WORK REQUIRED: In the Scrapy forum post below, reproduce word for word the passage starting with "name = 'google'" and going on through "item = GoogleItem()".

0

I am getting the URL list but images are not getting downloaded.

import scrapy
from ..items import GoogleItem

class spider(scrapy.Spider):

    name = 'google'
    start_urls = [
        "https://www.google.com/search?q=selena%20gomez&spell=1&ie=UTF-8&gbv=1&tbm=isch&sxsrf=ALeKk01ILeLRLtOpXXVyxa1PQYz38RnbRg%3A1586860191506&ei=n5CVXu2GHPGY4-EPreeA-AM&sa=N&btnG=Search"
    ]

    def parse(self, response):
        item = GoogleItem()
        img_url =[]
        for image in response.xpath('/html/body/table[4]/tr/td/a/img/@src').extract():
            img_url.append(image)

        item["image_urls"]= img_url

        return item

In item i have done this :

import scrapy


class GoogleItem(scrapy.Item):
    images = scrapy.Field()

MATERIAL SHOWN:

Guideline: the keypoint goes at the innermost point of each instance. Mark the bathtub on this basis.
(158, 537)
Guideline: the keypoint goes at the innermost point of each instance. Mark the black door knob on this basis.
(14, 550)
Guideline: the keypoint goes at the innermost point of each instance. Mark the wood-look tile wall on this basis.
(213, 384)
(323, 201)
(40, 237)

...

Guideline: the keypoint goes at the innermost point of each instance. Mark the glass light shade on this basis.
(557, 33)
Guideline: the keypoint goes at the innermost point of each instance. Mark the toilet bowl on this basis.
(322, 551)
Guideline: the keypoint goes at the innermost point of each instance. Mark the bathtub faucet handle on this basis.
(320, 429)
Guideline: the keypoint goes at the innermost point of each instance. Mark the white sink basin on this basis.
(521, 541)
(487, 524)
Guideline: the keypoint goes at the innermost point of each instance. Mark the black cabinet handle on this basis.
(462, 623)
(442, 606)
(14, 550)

TASK RESULT:
name = 'google'
    start_urls = [
        "https://www.google.com/search?q=selena%20gomez&spell=1&ie=UTF-8&gbv=1&tbm=isch&sxsrf=ALeKk01ILeLRLtOpXXVyxa1PQYz38RnbRg%3A1586860191506&ei=n5CVXu2GHPGY4-EPreeA-AM&sa=N&btnG=Search"
    ]

    def parse(self, response):
        item = GoogleItem()